> [Aim of the exercise]:
Without omitting anything, write out the listing below precisely.

> [Data for this task]:
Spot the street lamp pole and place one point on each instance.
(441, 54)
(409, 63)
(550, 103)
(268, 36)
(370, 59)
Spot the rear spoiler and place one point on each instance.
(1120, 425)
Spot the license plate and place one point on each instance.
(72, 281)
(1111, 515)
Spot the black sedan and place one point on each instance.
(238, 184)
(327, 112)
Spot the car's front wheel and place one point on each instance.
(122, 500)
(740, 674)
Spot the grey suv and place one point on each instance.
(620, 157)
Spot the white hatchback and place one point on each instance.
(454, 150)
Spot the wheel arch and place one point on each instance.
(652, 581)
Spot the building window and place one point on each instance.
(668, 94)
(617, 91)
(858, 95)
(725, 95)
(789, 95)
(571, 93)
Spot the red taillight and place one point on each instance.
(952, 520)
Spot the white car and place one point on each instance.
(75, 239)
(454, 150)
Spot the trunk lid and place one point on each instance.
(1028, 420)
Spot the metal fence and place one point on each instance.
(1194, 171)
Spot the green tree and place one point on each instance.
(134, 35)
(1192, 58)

> [Answer space]:
Spot the street lamp pole and place one point on each instance.
(441, 54)
(409, 63)
(550, 103)
(268, 36)
(370, 59)
Spot the rear spoiler and place one point on each instance.
(1120, 425)
Spot the license plate and place one point on each instance.
(72, 281)
(1111, 515)
Spot the black sedan and place one point on each instance.
(238, 184)
(327, 112)
Spot the car's front wheel and place one point on each instance.
(122, 500)
(740, 674)
Spot the grey suv and place one point on each instance.
(620, 157)
Spot the white hatchback and place one point on each instance.
(454, 150)
Spot the wheel arch and place one point on each instance.
(652, 581)
Spot the building window and place one point on each instance.
(668, 94)
(617, 91)
(858, 95)
(725, 95)
(789, 95)
(571, 93)
Spot the red taillight and place one point on each instance.
(952, 520)
Spot the white car and place one point on each instance.
(75, 239)
(454, 150)
Spot the trunk lid and place one point on each instance.
(1028, 420)
Spot the metal fence and place one point on each instance.
(1194, 171)
Spot the green tree and place one point on each instance.
(134, 35)
(1192, 58)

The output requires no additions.